* DIRECTIONS:
Put the lines from the first one through the line containing "--fill-mode even-odd" into a numbered list, leaving out any blank lines.
-- Start of EXTRACTED ENTRIES --
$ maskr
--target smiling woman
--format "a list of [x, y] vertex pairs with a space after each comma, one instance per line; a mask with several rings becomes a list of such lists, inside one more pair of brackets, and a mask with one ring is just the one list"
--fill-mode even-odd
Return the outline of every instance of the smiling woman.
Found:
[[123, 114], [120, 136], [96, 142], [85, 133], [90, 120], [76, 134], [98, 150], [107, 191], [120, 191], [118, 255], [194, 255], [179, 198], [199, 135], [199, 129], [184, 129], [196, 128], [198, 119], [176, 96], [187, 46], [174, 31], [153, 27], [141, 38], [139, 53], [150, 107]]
-- End of EXTRACTED ENTRIES --
* THE RESPONSE:
1. $ maskr
2. --target smiling woman
3. --format "a list of [x, y] vertex pairs with a space after each comma, one instance per line; a mask with several rings becomes a list of such lists, inside one more pair of brackets, and a mask with one ring is just the one list"
4. --fill-mode even-odd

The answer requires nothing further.